— START OF Provided records —
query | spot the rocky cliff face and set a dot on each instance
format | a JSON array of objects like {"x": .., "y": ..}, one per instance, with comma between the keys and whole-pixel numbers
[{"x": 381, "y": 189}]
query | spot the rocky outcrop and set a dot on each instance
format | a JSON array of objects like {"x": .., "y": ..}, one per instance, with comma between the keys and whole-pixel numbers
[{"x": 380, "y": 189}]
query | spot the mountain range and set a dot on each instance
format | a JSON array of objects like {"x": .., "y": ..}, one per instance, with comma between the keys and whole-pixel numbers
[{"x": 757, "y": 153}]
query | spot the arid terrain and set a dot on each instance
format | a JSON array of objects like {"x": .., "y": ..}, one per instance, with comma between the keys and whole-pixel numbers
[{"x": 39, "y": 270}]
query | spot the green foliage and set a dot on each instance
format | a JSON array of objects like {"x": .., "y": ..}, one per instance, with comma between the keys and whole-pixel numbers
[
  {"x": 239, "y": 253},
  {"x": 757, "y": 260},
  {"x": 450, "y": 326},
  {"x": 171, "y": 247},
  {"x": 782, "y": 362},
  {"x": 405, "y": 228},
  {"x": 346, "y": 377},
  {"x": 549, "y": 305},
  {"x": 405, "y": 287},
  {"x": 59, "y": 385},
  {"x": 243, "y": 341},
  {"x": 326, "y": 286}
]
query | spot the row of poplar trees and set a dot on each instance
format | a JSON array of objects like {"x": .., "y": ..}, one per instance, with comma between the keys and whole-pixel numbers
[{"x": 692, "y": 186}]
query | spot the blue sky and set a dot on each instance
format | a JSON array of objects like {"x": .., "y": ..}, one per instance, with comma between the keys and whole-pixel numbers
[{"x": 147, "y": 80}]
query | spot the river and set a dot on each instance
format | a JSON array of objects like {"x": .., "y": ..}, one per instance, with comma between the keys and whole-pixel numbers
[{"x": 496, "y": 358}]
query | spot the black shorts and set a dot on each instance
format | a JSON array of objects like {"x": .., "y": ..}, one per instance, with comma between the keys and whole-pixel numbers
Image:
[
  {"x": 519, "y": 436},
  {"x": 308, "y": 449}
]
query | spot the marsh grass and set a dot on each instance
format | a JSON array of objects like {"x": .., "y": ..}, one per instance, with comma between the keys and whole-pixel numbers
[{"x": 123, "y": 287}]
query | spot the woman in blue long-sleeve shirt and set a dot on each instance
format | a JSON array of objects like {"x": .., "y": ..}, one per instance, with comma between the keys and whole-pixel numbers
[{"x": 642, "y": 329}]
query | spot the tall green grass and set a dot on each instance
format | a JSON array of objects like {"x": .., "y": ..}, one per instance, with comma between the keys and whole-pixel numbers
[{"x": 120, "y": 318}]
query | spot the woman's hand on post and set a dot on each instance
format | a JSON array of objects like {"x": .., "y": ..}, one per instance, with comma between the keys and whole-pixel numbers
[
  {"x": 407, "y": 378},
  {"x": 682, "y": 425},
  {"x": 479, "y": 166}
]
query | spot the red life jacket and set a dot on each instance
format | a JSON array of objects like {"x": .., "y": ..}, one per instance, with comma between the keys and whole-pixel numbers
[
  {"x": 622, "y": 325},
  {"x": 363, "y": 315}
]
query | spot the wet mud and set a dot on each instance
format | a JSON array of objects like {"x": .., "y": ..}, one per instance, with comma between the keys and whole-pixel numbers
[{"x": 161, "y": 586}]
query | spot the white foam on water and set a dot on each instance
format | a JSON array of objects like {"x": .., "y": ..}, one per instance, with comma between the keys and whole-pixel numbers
— END OF Provided records —
Reproduce every record above word for word, with nothing added, dropped, or changed.

** Solution below **
query | spot the rocky cliff face and set a dot on each instance
format | a JSON array of objects like {"x": .., "y": ..}, one per instance, with comma between the keys and whole-pixel numbers
[{"x": 381, "y": 189}]
query | spot the rocky outcrop and set a dot on each instance
format | a JSON array of objects like {"x": .., "y": ..}, one per instance, with comma between the keys and whole-pixel numbers
[{"x": 380, "y": 189}]
query | spot the mountain range and set a dot on each instance
format | a JSON array of objects like {"x": .., "y": ..}, one per instance, with comma between the keys and whole-pixel numbers
[{"x": 757, "y": 153}]
query | spot the arid terrain and set a dot on each instance
format | a JSON array of objects like {"x": .., "y": ..}, one per instance, with comma between the keys and whole-pixel numbers
[{"x": 39, "y": 270}]
query | spot the green foliage and set a dot on each instance
format | a JSON array of objects like {"x": .., "y": ..}, one per instance, with comma between the keys and whole-pixel numbers
[
  {"x": 239, "y": 253},
  {"x": 757, "y": 260},
  {"x": 450, "y": 326},
  {"x": 171, "y": 247},
  {"x": 782, "y": 362},
  {"x": 405, "y": 228},
  {"x": 346, "y": 377},
  {"x": 549, "y": 305},
  {"x": 405, "y": 287},
  {"x": 59, "y": 385},
  {"x": 243, "y": 341},
  {"x": 326, "y": 286}
]
query | spot the row of poplar trees and set a dot on each instance
format | a JSON array of objects like {"x": .., "y": ..}, one per instance, with comma between the keys and whole-pixel numbers
[{"x": 692, "y": 186}]
query | spot the blue sky and set a dot on each instance
format | a JSON array of objects like {"x": .., "y": ..}, one per instance, with comma between the keys and whole-pixel numbers
[{"x": 147, "y": 80}]
query | spot the river and set a dot on each instance
format | a JSON array of objects like {"x": .., "y": ..}, one per instance, with comma between the keys and whole-pixel numbers
[{"x": 496, "y": 358}]
query | spot the black shorts and set a dot on each instance
format | a JSON array of objects like {"x": .., "y": ..}, one per instance, with comma between the keys and whole-pixel numbers
Image:
[
  {"x": 519, "y": 436},
  {"x": 308, "y": 449}
]
query | spot the marsh grass and set a dot on each instance
format | a JSON array of objects like {"x": .., "y": ..}, one per instance, with comma between the keys and whole-pixel numbers
[{"x": 123, "y": 287}]
query | spot the woman in blue long-sleeve shirt and set a dot on each instance
format | a JSON array of objects like {"x": .., "y": ..}, one per instance, with comma between the keys and whole-pixel numbers
[{"x": 642, "y": 329}]
query | spot the tall green grass and set a dot on each instance
format | a JSON array of objects like {"x": .., "y": ..}, one per instance, with comma between the keys and whole-pixel numbers
[{"x": 120, "y": 318}]
query | spot the woman's hand on post and set a dot on each instance
format | a JSON array of objects like {"x": .., "y": ..}, one per instance, with comma between the keys and whole-pixel numbers
[
  {"x": 407, "y": 378},
  {"x": 682, "y": 425},
  {"x": 479, "y": 166}
]
query | spot the red life jacket and set a dot on each instance
format | a JSON array of objects like {"x": .., "y": ..}, one per instance, with comma between the keys and whole-pixel numbers
[
  {"x": 622, "y": 325},
  {"x": 363, "y": 315}
]
query | spot the wet mud and set a dot on each instance
format | a JSON array of objects like {"x": .., "y": ..}, one per instance, with comma between the keys and whole-pixel numbers
[{"x": 161, "y": 586}]
query | spot the white foam on water and set a dot on each instance
format | a JSON array of objects like {"x": .., "y": ..}, one per instance, with comma between the keys and whole-pixel numbers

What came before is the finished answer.